Saved entries
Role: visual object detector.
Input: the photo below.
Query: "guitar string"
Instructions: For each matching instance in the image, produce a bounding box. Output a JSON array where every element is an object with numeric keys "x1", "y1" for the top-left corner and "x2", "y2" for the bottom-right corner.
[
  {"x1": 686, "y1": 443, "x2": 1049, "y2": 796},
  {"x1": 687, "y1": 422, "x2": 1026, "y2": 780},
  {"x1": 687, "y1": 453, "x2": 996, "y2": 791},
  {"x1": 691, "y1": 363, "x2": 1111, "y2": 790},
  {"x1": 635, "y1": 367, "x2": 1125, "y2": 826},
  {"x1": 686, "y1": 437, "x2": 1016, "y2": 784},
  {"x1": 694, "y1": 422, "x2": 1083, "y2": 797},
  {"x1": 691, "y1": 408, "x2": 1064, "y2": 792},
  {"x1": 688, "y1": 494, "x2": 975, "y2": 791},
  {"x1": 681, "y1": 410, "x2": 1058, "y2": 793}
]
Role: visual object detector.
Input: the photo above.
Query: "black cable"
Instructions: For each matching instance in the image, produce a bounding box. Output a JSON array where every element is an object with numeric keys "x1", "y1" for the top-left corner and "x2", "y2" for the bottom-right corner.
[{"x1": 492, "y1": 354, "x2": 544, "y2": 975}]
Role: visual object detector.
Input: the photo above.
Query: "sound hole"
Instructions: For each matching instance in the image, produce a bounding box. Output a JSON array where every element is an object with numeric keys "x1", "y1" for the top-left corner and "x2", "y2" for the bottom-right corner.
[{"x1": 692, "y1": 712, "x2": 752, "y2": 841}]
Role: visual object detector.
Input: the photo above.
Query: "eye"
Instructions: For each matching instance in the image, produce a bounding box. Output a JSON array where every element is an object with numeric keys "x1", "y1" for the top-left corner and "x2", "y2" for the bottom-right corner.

*REQUIRED WORK*
The answer must consist of every line from the entries above that contains "Query".

*FINISHED EXERCISE*
Query: "guitar string"
Query: "black cable"
Query: "sound hole"
Query: "eye"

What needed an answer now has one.